▶ _Seçilmiş metin_:
________________________

Trump şunu söyledi: “Nükleer kapasitemiz o kadar büyük
ki, umarım onu kullanma ihtiyacı hasıl olmaz!..” Daha
önce “Roket Adam” lakabıyla andığı Kim
Jung’a, görüşme kararı üzerine birkaç gün süreyle iltifatlar
yağdıran Trump, tekrar eski üslubuna döndü. Bakalım durum ne
olacak?
İran’la hakeza karşılıklı
tehditlerin bini bir para… Hatta İran tarafı daha da agresif bir
dil kullanıyor. Gidişat hiç de iyi değil. Venezuela’da Devlet
Başkanı Nicolas Maduro yeniden seçimi kazanınca, Washington devam
eden ekonomik ambargoyu iyice sıkılaştırdı. Maduro da ABD elçisini
kovdu… Elçilik binasını Kudüs’e taşıma kararı üzerine başlayan
olaylar zinciri malum. Onlarca Filistinlinin ölümü, binlercesinin
yaralanması ABD’nin hiç ama hiç umurunda değil. Fakat öfke de
büyüyor. ABD’nin BM Temsilcisi Nikki Haley, Houston Üniversitesinde
konferans vermeye gittiğinde öğrencilerin şu tepkisiyle karşılaştı
ve ne yapacağını şaşırarak afalladı; “Nikki Haley
ellerinde kan var. Soykırıma katılmaya devam ediyorsun.
Teröristlerin ve sömürgecilerin suç ortağısın…” Salon
protesto alkışlarıyla inlerken öğrenciler şöyle
haykırdı: “Nikki, Nikki seri cinayet işlendiğini
görmüyor musun? Nikki, Nikki gizleyemezsin soykırıma imza
attın…” Bahse konu cinayetler için Filistin yönetimi,
İsrail hakkında Uluslararası Ceza Mahkemesine başvurdu. Bakalım bir
sonuç çıkacak mı?
Amerika 1950’den beri Kore
Yarımadasında… 1960’larda, bodoslama daldığı Vietnam’dan ağır bir
yenilgiyle çekilmek zorunda kaldı. 200’li yıllarda girdiği
Afganistan ve Irak’ta tam manasıyla batağa saplanmış durumda. Ve
bunlar yetmezmiş gibi şimdilerde Suriye’ye yerleşmeye çalışıyor.

________________________

Kayıtlı veri girdileri:
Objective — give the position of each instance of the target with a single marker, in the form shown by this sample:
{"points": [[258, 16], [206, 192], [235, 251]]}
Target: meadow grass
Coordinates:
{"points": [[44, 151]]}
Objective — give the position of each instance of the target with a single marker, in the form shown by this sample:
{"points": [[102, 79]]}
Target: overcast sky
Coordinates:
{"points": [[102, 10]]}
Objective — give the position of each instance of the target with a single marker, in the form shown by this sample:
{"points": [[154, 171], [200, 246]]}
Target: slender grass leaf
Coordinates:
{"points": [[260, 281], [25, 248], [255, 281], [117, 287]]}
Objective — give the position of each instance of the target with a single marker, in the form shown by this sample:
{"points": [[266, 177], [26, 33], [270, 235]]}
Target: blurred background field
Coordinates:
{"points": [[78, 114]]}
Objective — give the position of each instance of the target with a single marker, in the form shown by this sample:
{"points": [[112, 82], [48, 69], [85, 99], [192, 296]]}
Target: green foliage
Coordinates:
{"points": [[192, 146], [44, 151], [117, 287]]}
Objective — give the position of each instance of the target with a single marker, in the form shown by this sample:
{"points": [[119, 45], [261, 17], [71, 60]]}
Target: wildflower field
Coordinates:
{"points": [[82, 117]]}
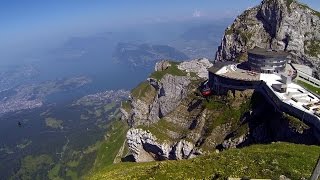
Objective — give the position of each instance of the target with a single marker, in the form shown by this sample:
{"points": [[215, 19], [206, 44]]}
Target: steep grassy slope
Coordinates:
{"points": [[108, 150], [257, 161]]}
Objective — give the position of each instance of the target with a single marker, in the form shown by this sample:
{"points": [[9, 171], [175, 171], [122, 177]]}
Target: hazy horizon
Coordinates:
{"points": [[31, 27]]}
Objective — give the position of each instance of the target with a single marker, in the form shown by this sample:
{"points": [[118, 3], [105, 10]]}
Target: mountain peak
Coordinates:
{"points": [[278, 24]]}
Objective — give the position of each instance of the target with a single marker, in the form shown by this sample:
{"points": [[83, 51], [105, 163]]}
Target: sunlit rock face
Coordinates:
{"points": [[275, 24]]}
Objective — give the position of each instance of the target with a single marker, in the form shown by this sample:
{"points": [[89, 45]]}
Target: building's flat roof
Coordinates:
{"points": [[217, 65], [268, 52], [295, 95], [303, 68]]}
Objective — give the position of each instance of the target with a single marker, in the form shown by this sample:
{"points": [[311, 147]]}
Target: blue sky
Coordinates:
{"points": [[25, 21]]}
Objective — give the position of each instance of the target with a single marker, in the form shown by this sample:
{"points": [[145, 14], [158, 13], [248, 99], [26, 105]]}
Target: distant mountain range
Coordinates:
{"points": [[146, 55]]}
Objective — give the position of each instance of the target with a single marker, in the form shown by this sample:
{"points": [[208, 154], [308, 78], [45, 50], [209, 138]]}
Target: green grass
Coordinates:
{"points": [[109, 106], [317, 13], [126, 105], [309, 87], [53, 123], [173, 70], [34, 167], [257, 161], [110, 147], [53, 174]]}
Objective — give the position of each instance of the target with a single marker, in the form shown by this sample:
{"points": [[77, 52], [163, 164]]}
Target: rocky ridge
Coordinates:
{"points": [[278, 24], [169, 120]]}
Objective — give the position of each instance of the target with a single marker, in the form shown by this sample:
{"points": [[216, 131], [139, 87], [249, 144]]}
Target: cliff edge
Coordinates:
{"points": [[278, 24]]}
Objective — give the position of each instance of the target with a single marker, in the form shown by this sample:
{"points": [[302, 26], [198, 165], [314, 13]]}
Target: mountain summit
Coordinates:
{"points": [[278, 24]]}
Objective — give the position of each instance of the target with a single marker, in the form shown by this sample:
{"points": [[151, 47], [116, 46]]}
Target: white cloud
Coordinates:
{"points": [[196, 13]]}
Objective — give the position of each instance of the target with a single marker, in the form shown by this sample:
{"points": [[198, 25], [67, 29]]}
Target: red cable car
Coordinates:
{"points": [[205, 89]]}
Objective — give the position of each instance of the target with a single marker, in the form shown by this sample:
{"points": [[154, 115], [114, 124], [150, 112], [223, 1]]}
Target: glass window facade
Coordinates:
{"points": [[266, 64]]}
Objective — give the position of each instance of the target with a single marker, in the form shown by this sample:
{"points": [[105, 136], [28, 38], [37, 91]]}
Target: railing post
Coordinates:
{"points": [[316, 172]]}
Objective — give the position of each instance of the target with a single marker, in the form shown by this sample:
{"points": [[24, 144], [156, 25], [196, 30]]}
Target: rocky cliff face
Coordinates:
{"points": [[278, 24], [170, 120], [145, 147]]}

________________________

▶ _Görev talimatı_: Seçilmiş metinde "Amerika 1950’den beri" diye başlayan kısımda, Amerika'nın bulunduğu, girdiği ya da yerleşmeye çalıştığı söylenen tüm yerleri sıralayın.

▶ _Görevin cevabı_: Kore Yarımadası, Vietnam, Afganistan, Irak, Suriye